Objective: Print out every line, exactly as written.

(Dataset excerpt)
○ ○ ○ ○ ○
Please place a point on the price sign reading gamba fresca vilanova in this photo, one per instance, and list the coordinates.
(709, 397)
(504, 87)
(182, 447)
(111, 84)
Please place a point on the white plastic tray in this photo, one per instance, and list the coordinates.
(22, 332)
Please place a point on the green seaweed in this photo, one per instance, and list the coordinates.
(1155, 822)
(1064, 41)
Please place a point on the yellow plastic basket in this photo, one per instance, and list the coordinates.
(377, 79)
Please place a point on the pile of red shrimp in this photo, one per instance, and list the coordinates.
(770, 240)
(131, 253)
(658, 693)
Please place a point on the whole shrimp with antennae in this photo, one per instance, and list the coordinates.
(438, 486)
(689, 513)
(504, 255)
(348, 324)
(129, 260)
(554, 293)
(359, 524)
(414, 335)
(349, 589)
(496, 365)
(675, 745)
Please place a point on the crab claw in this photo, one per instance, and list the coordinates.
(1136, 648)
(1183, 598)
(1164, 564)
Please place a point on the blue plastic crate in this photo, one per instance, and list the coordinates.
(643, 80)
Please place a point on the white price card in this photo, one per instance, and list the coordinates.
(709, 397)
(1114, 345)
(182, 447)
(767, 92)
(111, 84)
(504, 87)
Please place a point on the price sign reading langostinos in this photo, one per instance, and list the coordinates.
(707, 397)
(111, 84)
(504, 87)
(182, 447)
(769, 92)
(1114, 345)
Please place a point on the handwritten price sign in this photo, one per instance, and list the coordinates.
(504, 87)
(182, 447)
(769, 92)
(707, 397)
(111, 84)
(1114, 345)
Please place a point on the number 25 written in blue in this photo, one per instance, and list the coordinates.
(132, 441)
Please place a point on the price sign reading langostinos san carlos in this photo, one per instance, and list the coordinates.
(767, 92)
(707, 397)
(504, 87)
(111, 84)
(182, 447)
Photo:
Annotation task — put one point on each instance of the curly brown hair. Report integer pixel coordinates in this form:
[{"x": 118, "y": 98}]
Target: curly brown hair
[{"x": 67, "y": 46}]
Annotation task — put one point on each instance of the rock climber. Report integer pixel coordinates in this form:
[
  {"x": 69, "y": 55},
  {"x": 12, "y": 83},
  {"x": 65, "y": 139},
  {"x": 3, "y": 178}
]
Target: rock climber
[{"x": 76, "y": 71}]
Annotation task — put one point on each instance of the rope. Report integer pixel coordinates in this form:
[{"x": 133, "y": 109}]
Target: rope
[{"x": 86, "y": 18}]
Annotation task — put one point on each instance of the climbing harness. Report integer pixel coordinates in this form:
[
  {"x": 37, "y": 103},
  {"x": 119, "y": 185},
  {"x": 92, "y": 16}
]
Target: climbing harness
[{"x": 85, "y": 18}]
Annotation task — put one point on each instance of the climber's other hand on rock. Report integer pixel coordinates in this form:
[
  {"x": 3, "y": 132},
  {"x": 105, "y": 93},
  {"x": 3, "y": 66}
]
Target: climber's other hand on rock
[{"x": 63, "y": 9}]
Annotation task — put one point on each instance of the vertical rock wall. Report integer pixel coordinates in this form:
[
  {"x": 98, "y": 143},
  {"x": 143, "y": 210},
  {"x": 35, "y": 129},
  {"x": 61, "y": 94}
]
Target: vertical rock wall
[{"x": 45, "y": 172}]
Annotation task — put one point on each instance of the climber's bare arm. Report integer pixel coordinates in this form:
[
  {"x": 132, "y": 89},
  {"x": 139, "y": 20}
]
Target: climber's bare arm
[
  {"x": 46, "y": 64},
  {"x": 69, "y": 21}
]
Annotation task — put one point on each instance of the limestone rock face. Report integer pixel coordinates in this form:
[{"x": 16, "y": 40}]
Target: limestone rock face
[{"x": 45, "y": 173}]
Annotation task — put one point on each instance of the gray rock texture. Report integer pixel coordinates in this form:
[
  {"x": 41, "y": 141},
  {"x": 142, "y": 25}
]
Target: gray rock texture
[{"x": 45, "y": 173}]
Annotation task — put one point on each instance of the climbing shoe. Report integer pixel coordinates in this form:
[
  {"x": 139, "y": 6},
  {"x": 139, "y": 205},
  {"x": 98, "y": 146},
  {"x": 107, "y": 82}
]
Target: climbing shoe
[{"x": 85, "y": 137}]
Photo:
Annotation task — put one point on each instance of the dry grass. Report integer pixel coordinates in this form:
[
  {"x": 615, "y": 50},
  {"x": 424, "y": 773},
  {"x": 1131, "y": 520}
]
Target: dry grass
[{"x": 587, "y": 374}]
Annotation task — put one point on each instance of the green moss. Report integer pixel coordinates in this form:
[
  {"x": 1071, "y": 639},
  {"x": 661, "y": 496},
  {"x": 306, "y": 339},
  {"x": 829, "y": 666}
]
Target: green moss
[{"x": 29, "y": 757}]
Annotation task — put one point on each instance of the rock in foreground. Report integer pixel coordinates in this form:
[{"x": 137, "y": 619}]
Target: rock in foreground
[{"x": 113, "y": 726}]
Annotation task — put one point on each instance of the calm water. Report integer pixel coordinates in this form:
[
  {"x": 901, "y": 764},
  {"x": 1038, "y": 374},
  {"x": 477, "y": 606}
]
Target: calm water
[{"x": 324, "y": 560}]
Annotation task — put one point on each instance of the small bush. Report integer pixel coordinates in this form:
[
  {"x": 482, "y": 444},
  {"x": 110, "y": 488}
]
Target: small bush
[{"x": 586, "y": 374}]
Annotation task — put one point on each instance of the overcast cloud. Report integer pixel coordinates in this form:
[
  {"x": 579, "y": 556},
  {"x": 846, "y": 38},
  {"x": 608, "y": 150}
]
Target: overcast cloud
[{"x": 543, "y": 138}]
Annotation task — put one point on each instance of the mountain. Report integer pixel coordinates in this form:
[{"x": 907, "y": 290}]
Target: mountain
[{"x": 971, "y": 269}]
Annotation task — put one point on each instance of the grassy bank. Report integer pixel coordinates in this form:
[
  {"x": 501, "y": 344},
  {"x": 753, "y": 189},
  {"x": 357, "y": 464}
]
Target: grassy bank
○ ○ ○ ○ ○
Exercise response:
Please place a point on the price sign reading gamba fresca vilanova in this photo, one per instance, and list the coordinates.
(709, 397)
(504, 87)
(182, 447)
(111, 84)
Please place a point on the white plastic tray in this photo, one per instance, and list the coordinates.
(22, 332)
Please place a point on the green seaweed in this photo, one per instance, and list the coordinates.
(1155, 822)
(1064, 41)
Please place a point on the yellow plastic basket in this photo, one per instance, and list the coordinates.
(377, 79)
Please place a point on the pile of red shrimp in this photo, one per instance, and list the coordinates.
(770, 240)
(131, 253)
(658, 693)
Please place a point on the whole shrimp with antennae in this photo, one per instance, and list the coordinates.
(438, 486)
(689, 513)
(504, 255)
(348, 324)
(129, 260)
(554, 293)
(359, 524)
(414, 335)
(349, 589)
(496, 365)
(675, 745)
Please place a point on the crab claw in this photo, one per instance, and list the coordinates.
(1136, 648)
(1183, 598)
(1164, 564)
Please place a point on the blue plastic crate in this photo, one per instance, and list the coordinates.
(643, 80)
Please place a point on the white price card in this photo, one per instance, and list the coordinates.
(709, 397)
(1114, 345)
(182, 447)
(767, 92)
(111, 84)
(504, 87)
Please place a point on the price sign reading langostinos in this photo, one per instance, and list the coordinates.
(707, 397)
(111, 84)
(504, 87)
(182, 447)
(769, 92)
(1114, 345)
Please place a point on the handwritten price sign in this photo, one per instance, and list the coordinates.
(504, 87)
(182, 447)
(769, 92)
(707, 397)
(111, 84)
(1114, 345)
Please place a point on the number 25 written in blue in this photo, one per instance, and list the coordinates.
(132, 441)
Please place a point on the price sign reading langostinos san carlos in this photo, one per instance, and list the coordinates.
(767, 92)
(707, 397)
(504, 87)
(111, 84)
(182, 447)
Photo:
Annotation task — put one point on each instance of the curly brown hair. Report integer pixel coordinates in this form:
[{"x": 118, "y": 98}]
Target: curly brown hair
[{"x": 67, "y": 46}]
Annotation task — put one point on each instance of the rock climber. Report integer pixel coordinates in this form:
[
  {"x": 69, "y": 55},
  {"x": 12, "y": 83},
  {"x": 65, "y": 139},
  {"x": 3, "y": 178}
]
Target: rock climber
[{"x": 76, "y": 71}]
Annotation task — put one point on each instance of the rope. Report integer pixel coordinates in this form:
[{"x": 133, "y": 109}]
Target: rope
[{"x": 86, "y": 18}]
Annotation task — put one point on each instance of the climbing harness. Report integer pixel coordinates in this form:
[
  {"x": 37, "y": 103},
  {"x": 119, "y": 185},
  {"x": 92, "y": 16}
]
Target: climbing harness
[{"x": 85, "y": 18}]
Annotation task — put one point on each instance of the climber's other hand on rock. Report integer pixel coordinates in this form:
[
  {"x": 3, "y": 132},
  {"x": 105, "y": 93},
  {"x": 3, "y": 66}
]
Target: climber's other hand on rock
[{"x": 63, "y": 9}]
Annotation task — put one point on each instance of the vertical rock wall. Report integer pixel coordinates in this form:
[
  {"x": 98, "y": 143},
  {"x": 143, "y": 210},
  {"x": 35, "y": 129},
  {"x": 61, "y": 94}
]
Target: vertical rock wall
[{"x": 45, "y": 172}]
Annotation task — put one point on each instance of the climber's bare arm. Report integer pixel coordinates in this form:
[
  {"x": 132, "y": 89},
  {"x": 139, "y": 20}
]
Target: climber's bare arm
[
  {"x": 46, "y": 64},
  {"x": 69, "y": 21}
]
Annotation task — put one point on each instance of the limestone rock face. Report integer pixel coordinates in this form:
[{"x": 16, "y": 40}]
Target: limestone rock face
[{"x": 45, "y": 173}]
Annotation task — put one point on each instance of the gray rock texture. Report integer pixel coordinates in this form:
[
  {"x": 41, "y": 141},
  {"x": 142, "y": 25}
]
Target: gray rock texture
[{"x": 45, "y": 173}]
Annotation task — put one point on each instance of the climbing shoe. Report integer pixel coordinates in this form:
[
  {"x": 139, "y": 6},
  {"x": 139, "y": 205},
  {"x": 98, "y": 146},
  {"x": 107, "y": 82}
]
Target: climbing shoe
[{"x": 85, "y": 137}]
Photo:
Annotation task — put one point on each instance of the dry grass. Report integer pixel coordinates in this form:
[
  {"x": 615, "y": 50},
  {"x": 424, "y": 773},
  {"x": 1131, "y": 520}
]
Target: dry grass
[{"x": 587, "y": 374}]
Annotation task — put one point on each instance of the green moss. Report integer pixel coordinates in this form:
[
  {"x": 1071, "y": 639},
  {"x": 661, "y": 496},
  {"x": 306, "y": 339},
  {"x": 829, "y": 666}
]
Target: green moss
[{"x": 29, "y": 757}]
Annotation task — put one point on each instance of the rock in foreground. Report integer pixel coordinates in this form:
[{"x": 137, "y": 619}]
Target: rock in foreground
[{"x": 113, "y": 726}]
Annotation task — put one point on each instance of the calm water. Report integer pixel coordinates in this form:
[
  {"x": 901, "y": 764},
  {"x": 1038, "y": 374},
  {"x": 477, "y": 606}
]
Target: calm water
[{"x": 324, "y": 560}]
Annotation task — put one point on each instance of the small bush. Report integer pixel coordinates in this form:
[
  {"x": 482, "y": 444},
  {"x": 110, "y": 488}
]
Target: small bush
[{"x": 586, "y": 374}]
Annotation task — put one point on each instance of the overcast cloud. Report integer pixel coordinates in this form:
[
  {"x": 579, "y": 556},
  {"x": 846, "y": 38},
  {"x": 608, "y": 150}
]
Target: overcast cloud
[{"x": 543, "y": 138}]
Annotation task — put one point on each instance of the mountain. Report integer pixel coordinates in this form:
[{"x": 907, "y": 290}]
Target: mountain
[{"x": 971, "y": 269}]
Annotation task — put one point on each instance of the grassy bank. Report integer pixel coordinates in this form:
[
  {"x": 501, "y": 344},
  {"x": 753, "y": 189},
  {"x": 357, "y": 464}
]
Target: grassy bank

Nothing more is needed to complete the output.